**TASK TO COMPLETE:** In full and word for word, give the records again.

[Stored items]
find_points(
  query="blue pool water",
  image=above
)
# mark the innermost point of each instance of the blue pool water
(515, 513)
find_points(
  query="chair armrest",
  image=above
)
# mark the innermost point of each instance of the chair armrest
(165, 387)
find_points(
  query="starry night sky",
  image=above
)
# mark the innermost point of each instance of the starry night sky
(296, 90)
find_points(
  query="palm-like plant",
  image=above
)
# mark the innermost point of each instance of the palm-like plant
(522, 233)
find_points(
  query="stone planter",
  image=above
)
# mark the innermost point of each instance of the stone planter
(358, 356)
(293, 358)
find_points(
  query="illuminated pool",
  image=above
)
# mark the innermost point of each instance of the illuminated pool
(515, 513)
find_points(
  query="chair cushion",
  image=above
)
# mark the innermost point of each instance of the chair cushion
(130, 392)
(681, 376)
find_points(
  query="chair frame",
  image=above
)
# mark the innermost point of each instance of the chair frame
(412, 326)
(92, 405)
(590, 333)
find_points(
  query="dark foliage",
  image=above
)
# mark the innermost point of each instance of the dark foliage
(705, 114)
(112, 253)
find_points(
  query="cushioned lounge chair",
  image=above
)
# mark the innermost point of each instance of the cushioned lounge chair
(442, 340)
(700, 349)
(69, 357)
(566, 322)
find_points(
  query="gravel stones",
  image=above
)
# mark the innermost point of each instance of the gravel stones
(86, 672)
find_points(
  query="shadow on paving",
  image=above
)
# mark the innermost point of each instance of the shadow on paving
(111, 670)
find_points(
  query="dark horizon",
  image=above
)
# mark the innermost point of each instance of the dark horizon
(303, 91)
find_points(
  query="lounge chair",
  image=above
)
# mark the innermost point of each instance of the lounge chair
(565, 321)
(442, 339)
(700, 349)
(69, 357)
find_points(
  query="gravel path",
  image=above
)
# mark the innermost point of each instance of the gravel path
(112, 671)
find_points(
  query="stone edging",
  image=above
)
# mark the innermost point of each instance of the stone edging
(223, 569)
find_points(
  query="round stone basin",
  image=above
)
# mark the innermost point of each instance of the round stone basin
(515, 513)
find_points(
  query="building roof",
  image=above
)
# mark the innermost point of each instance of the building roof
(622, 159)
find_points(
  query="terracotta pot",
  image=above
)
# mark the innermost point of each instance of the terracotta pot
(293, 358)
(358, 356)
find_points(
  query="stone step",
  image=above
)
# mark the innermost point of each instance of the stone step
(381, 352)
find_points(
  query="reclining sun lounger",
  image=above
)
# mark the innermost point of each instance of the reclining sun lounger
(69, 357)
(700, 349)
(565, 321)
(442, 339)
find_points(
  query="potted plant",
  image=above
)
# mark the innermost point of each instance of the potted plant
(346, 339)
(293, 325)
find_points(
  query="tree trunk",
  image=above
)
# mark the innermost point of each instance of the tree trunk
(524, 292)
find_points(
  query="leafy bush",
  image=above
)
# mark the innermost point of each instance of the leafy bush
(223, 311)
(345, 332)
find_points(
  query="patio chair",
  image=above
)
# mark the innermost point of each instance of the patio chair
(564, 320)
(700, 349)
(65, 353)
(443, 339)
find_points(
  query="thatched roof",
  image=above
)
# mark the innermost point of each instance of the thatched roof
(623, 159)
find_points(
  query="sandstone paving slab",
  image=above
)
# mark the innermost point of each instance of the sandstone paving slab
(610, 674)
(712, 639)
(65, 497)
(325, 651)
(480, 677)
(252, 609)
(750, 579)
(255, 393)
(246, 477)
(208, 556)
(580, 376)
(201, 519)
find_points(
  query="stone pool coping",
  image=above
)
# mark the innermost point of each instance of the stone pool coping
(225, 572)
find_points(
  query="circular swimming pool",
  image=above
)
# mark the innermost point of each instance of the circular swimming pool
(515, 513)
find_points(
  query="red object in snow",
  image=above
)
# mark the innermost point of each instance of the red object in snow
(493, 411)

**YOUR RESPONSE:**
find_points(
  query="blue pool water",
  image=above
)
# mark the innermost point of each instance of the blue pool water
(515, 513)
find_points(
  query="chair armrest",
  image=above
)
# mark the innermost point of each instance of the chair armrest
(165, 387)
find_points(
  query="starry night sky",
  image=above
)
# mark the innermost point of each instance of the starry night sky
(296, 90)
find_points(
  query="palm-like plant",
  image=above
)
# mark the innermost point of each instance of the palm-like plant
(522, 233)
find_points(
  query="stone planter",
  image=above
)
# mark the innermost point of each instance of the stone planter
(358, 356)
(293, 358)
find_points(
  query="illuminated pool",
  image=above
)
# mark the innermost point of each instance of the illuminated pool
(515, 513)
find_points(
  query="chair cushion",
  image=above
)
# mark the innermost point of each instance of the chair cushion
(130, 392)
(681, 376)
find_points(
  query="chair frame",
  image=above
)
# mark the innermost point of each instance of the chair frame
(412, 326)
(92, 405)
(590, 333)
find_points(
  query="dark foliage",
  image=above
)
# mark the innermost point of each instance of the dark foliage
(705, 114)
(112, 253)
find_points(
  query="cushioned lounge chair",
  image=above
)
# mark the innermost point of each instance of the cushioned lounge chair
(442, 340)
(700, 349)
(69, 357)
(566, 322)
find_points(
  query="gravel stones",
  image=above
)
# mark the innermost point of each instance of the gravel stones
(86, 672)
find_points(
  query="shadow on paving",
  image=above
)
# mark the innermost point of each instance of the shadow on paving
(111, 670)
find_points(
  query="dark horizon",
  image=above
)
# mark the innermost point of each instance of the dark horizon
(303, 91)
find_points(
  query="lounge chair",
  image=above
)
# mark the innermost point of each instance of the lounge chair
(565, 321)
(442, 339)
(700, 349)
(69, 357)
find_points(
  query="gravel path",
  image=above
)
# mark the innermost point of each instance of the gravel path
(112, 671)
find_points(
  query="stone edging",
  image=above
)
# mark the innermost point of each instance of the stone edging
(223, 569)
find_points(
  query="round stone basin",
  image=above
)
# mark the innermost point of each instance of the round stone basin
(515, 513)
find_points(
  query="building roof",
  image=above
)
# mark the innermost point of each instance of the building roof
(622, 159)
find_points(
  query="terracotta pot",
  image=above
)
# mark the innermost point of each instance of the terracotta pot
(293, 358)
(358, 356)
find_points(
  query="stone step",
  image=above
)
# mark the innermost point of each instance of the stone step
(381, 352)
find_points(
  query="reclining sun lounger",
  image=above
)
# mark the innermost point of each instance of the reclining sun lounger
(69, 357)
(700, 349)
(565, 321)
(442, 339)
find_points(
  query="potted plant",
  image=above
)
# mark the innermost point of each instance of the potted plant
(346, 339)
(293, 325)
find_points(
  query="tree trunk",
  image=above
)
# mark the innermost point of each instance of the tree trunk
(524, 292)
find_points(
  query="leafy bush",
  image=above
)
# mark the innermost point of each instance of the leafy bush
(223, 311)
(345, 332)
find_points(
  query="patio chair",
  image=above
)
# mark the innermost point of each instance of the patio chair
(564, 320)
(700, 349)
(65, 353)
(443, 339)
find_points(
  query="thatched roof",
  image=above
)
# mark the innermost point of each instance of the thatched roof
(623, 159)
find_points(
  query="sandstone paving slab",
  image=above
)
# mark the innermost point of each instance of the sandstone paving slab
(610, 674)
(712, 639)
(65, 497)
(325, 651)
(480, 677)
(252, 609)
(750, 579)
(255, 393)
(246, 477)
(208, 556)
(580, 376)
(201, 519)
find_points(
  query="stone pool coping",
  image=above
)
# mark the innermost point of each instance of the stone pool coping
(225, 572)
find_points(
  query="circular swimming pool",
  image=above
)
# mark the innermost point of each instance of the circular swimming pool
(515, 513)
find_points(
  query="red object in snow",
  image=above
)
# mark the innermost point of each instance of the red object in snow
(493, 411)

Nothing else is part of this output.